Request = Copy the data below line for line, with no changes.

▽

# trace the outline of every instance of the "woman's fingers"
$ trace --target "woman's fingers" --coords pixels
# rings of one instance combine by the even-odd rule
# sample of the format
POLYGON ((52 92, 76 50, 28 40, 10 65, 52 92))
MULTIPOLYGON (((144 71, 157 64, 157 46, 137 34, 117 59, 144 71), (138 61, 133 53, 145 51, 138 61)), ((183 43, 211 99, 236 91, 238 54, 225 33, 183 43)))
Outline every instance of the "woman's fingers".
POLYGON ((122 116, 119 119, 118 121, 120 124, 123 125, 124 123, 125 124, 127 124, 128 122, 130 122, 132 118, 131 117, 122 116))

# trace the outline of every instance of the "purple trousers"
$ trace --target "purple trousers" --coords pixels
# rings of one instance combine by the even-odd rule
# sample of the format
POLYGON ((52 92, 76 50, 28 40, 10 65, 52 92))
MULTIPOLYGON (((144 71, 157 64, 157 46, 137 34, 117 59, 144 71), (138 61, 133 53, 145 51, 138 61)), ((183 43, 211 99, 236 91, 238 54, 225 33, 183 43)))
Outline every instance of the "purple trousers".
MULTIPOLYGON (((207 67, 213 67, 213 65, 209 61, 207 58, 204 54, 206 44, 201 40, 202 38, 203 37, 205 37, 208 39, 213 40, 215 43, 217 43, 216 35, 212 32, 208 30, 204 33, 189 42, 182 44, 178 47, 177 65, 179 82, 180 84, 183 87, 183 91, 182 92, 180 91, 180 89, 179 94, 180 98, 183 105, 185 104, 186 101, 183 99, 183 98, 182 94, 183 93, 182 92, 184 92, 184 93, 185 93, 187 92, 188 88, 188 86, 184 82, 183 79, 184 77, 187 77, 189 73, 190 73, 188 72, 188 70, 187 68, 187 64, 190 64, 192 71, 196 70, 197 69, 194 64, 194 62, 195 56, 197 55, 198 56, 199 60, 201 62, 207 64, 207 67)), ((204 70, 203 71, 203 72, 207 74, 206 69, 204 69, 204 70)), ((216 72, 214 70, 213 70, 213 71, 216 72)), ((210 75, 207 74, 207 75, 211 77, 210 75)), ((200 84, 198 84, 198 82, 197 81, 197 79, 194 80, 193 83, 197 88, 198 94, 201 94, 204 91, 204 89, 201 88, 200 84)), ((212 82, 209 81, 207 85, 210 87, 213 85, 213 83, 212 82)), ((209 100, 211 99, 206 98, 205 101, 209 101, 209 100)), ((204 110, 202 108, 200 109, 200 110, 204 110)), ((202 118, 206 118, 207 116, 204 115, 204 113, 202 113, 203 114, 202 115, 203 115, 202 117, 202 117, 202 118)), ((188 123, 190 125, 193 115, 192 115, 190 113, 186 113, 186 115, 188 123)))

△

Written solution =
# trace the outline of every instance of the "woman's fingers"
$ trace --target "woman's fingers" --coords pixels
# rings of one instance combine by the even-odd rule
# sample of the format
POLYGON ((52 92, 76 50, 28 40, 10 65, 52 92))
MULTIPOLYGON (((144 71, 157 64, 157 46, 137 34, 117 59, 144 71), (138 61, 133 53, 145 51, 138 61)), ((183 43, 211 99, 236 91, 238 54, 225 33, 183 43)))
Outline every instance of the "woman's fingers".
POLYGON ((122 116, 119 119, 118 121, 120 124, 123 125, 124 123, 125 124, 127 124, 128 122, 130 122, 132 118, 131 117, 122 116))

# trace the outline of every instance of the "purple trousers"
$ trace --target "purple trousers" --coords pixels
# rings of one instance combine by the even-odd rule
# sample of the format
POLYGON ((52 92, 76 50, 28 40, 10 65, 52 92))
MULTIPOLYGON (((144 71, 157 64, 157 46, 137 34, 117 59, 144 71), (138 61, 133 53, 145 51, 138 61)), ((183 43, 211 99, 236 91, 238 54, 225 33, 183 43)))
Outline every instance of the "purple trousers".
MULTIPOLYGON (((207 67, 213 67, 213 65, 209 61, 207 58, 204 54, 206 44, 201 40, 202 38, 203 37, 205 37, 208 39, 213 40, 215 43, 217 43, 216 35, 212 32, 208 30, 204 33, 189 42, 182 44, 178 47, 177 65, 179 82, 180 84, 183 87, 183 91, 182 92, 180 91, 180 89, 179 94, 180 98, 183 105, 185 104, 186 101, 183 99, 183 98, 182 94, 183 93, 182 92, 184 92, 184 93, 185 93, 187 92, 188 88, 188 86, 184 82, 183 79, 184 77, 187 77, 189 73, 190 73, 188 72, 188 70, 187 68, 187 64, 190 64, 192 71, 196 70, 197 69, 194 64, 194 62, 195 56, 197 55, 198 56, 199 60, 201 62, 207 64, 207 67)), ((204 70, 203 71, 203 72, 207 74, 206 69, 204 69, 204 70)), ((216 72, 214 70, 213 70, 213 71, 216 72)), ((210 75, 207 74, 207 75, 211 77, 210 75)), ((200 84, 198 84, 198 82, 197 81, 197 79, 194 80, 193 83, 197 88, 198 94, 201 94, 204 91, 204 89, 201 88, 200 84)), ((212 82, 209 81, 207 85, 210 87, 213 85, 213 83, 212 82)), ((209 100, 211 99, 206 98, 205 101, 209 101, 209 100)), ((204 110, 202 108, 200 109, 200 110, 204 110)), ((202 118, 206 118, 207 116, 204 115, 204 113, 202 113, 203 114, 202 115, 203 115, 202 117, 202 117, 202 118)), ((188 123, 190 125, 193 115, 192 115, 190 113, 186 113, 186 115, 188 123)))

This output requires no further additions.